This response represents a double problem for Roman Catholics, because:

1) The Head of the Church is Christ and not the Pope

2) The unity of the Church and Her members, the Christians, can only be in Christ and not in a bishop, leader, hierarch—whether from Rome, Constantinople, or in any other man or institution of human provenance.

Legislative and executive power

From the very beginning, it was clear to the Apostles and Christians that the Church is the Body of Christ and that people are Her members: “Now ye are the body of Christ and members in particular.” (1 Cor. 12: 27) The body of Christ includes the Apostles, later the bishops and priests, and to this day all the faithful and all of the Church ranks—from patriarch to simple sacristan—because all ecclesiastical ranks are subordinate to Christ as members of His Body. The Bible says that the Lord our God according to the working of his mighty power which He wrought in Christ, when He raised Him from the dead, and set Him at his own right hand in the heavenly places… far above all principality, and power, and might, and dominion, and every name that is named, not only in this world, but also in that which is to come: and hath put all things under His feet, and gave Him to be the head over all things to the Church, which is His Body, the fullness of Him that filleth all in all (Eph. 1: 19-23). Now therefore ye are no more strangers and foreigners, but fellow citizens with the saints, and of the household of God, and are built upon the foundation of the apostles and prophets, Jesus Christ Himself being the Chief Corner Stone, in Whom all the building fitly framed together groweth unto an holy temple in the Lord, in Whom ye also are builded together for a habitation of God through the Spirit (Eph. 2: 19-22).


Not only the apostles and prophets, but every man who by faith and baptism follows after Christ, holds the faith of Christ, has the mind of Christ, becomes Christ-minded, only then becomes a child of God by the grace that Christ grants it. St. Justin (Popovic) testifies this in his works: “In becoming man and founding the Church by Himself and to Himself and in Himself, the Lord Christ as the God-man immensely exalted man. He not only saved man from sin, death and hell, but also raised Him above all the heavens, and over all the creatures and substances. The Pan-mystery of man in the Pan-mystery of the God-man, Who is the Church, and yet the body of the Church and the Head of the Church... A man—coexisting in the God-man body of Christ—the Church, the most sacred and dearest secret of God, the mystery of mysteries, and mystery above all mysteries. The Church is the God-man Christ extended through the ages and through all eternity; but also, the Church is the man—extended by the God-man Christ throughout the centuries and through all eternity.” Therefore Fr. Justin warns: “Let us be in awe of our Head, let us think of whose Head we are the body!”

| Material shown |
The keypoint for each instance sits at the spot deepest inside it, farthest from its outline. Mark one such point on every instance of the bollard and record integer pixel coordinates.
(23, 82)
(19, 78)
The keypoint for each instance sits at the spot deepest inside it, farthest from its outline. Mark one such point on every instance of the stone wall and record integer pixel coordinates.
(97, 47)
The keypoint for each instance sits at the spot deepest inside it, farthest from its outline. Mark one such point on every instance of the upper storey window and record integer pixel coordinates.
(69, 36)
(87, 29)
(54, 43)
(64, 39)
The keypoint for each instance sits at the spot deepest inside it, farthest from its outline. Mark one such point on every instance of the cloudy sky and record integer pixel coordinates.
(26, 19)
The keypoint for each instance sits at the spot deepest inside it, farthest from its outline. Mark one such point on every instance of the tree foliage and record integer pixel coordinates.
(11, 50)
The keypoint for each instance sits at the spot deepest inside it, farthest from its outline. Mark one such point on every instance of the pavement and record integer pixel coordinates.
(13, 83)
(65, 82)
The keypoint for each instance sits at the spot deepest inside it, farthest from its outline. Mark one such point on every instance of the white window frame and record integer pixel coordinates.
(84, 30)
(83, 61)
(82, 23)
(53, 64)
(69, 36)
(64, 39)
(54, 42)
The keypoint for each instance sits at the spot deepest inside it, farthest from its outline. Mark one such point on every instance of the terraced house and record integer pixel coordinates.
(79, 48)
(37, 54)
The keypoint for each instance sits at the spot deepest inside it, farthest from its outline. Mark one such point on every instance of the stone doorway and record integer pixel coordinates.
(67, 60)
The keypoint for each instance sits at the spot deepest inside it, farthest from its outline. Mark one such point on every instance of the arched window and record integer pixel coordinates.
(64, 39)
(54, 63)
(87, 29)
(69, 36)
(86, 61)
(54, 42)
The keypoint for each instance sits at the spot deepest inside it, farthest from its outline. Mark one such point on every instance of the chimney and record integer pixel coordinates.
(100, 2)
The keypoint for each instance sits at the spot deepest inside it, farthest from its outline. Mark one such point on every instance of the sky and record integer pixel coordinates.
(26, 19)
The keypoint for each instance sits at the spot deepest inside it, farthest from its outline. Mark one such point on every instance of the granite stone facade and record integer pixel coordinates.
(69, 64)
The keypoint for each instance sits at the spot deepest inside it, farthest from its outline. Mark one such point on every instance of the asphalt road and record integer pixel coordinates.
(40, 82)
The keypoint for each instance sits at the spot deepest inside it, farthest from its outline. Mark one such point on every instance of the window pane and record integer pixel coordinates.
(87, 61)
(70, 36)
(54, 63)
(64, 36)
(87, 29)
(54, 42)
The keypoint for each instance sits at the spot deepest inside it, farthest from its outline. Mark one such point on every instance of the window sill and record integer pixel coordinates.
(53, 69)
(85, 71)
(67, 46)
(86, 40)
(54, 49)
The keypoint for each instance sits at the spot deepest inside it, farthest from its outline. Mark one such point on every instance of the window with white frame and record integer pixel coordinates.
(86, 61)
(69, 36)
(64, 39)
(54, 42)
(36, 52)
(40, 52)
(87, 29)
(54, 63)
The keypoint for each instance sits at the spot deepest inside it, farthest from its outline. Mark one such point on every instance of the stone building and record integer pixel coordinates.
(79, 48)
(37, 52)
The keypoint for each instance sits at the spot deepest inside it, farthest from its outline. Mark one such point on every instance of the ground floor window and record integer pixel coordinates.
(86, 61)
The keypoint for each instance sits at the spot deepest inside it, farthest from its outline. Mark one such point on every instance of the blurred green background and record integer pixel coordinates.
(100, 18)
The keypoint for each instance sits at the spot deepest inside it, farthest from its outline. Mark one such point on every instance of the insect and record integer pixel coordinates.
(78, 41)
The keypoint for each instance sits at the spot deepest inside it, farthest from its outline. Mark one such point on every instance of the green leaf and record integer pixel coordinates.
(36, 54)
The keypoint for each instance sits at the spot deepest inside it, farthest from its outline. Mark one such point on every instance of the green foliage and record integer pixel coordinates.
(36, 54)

| Directions |
1. In the passage on the Church as the Body of Christ, which Bible verse is quoted to show that people are members of the Church?
2. Extend the passage on the Church as the Body of Christ, picking up right after its final sentence.

| Responses for each task |
1. 1 Corinthians 12:27.

2.
It is the head that controls the body, and not the body the head. Thus the Lord reserves all legislative and governing authority in all matters of faith exclusively for Himself. To people who are communicants of the Body of Christ (= Church), the Lord gave only the executive power in matters of faith—but not the legislative.

On the other hand, the Pope confused his administrative legislature of human arrangements and turned it into—and expanded it over—matters of faith. Therefore, the Orthodox rejected the Pope, because they are not, and do not want to be the Pope’s body, but the Body of Christ! Do not obey a man—the Pope—but the One Who hath put all things under His feet, and gave Him (Christ) to be the Head over all things to the Church, which is His body, the fullness of Him that filleth all in all” (Eph. 1: 23).

Bishop Irinej of Bachka witnesses to this in his dissertation, “Dialogue according to St. Mark of Ephesus”, where it reads: “Since the head of the Body (=the Church) is Christ, the Incarnate Logos of God and Hypostatic Truth of God, so the foundation and basis of unity and uniqueness of the Church is Orthodoxy, the right faith, the Truth. Christ, the Church, and Orthodoxy are synonymous. Therefore St. Mark in his reply to Manuel Kaleki, who attacked the Orthodox Church because it allegedly contradicted itself during different periods, says: ‘What then? Shall we wrap in wool those divine councils, and then drive them off into the desert because in the same Church on the same matter a contrary opinion was disclosed before them? Or shall we think that the Church is always one and the same—not according to the places but to the character of orthodox thinking, according to which the Church throughout the whole the universe is called the One Catholic and Apostolic Church? Or the ‘corrupters’, who at times penetrate into the Church, according to the apostles’ prophecy—don’t we reckon them as not being the fullness of the Church, or even pastors and teachers, but rather see them as angry wolves who do not spare the flock?ʼ Accordingly, all who separate themselves from the unity of the Catholic faith of the Church therefore also separate themselves from the Church; and these are the heretics—they fall away from the Church, they are outside of Her, but the Church remains One and Holy. The Church however remains wounded and damaged by the loss and waste of Her former dear children, but no less complete, and no less Catholic and universal than before. For St Mark and for the Church in general, ‘under the laws against heretics, a heretic is anyone who succumbs to the slightest deviation from the true faith’. According to St. Mark, heretics of various types are ‘counterfeiters of the divine dogmasʼ—and their common characteristic is that they, to their own hand, misinterpret the holy theologians and Church Fathers.”

Why are we disunited?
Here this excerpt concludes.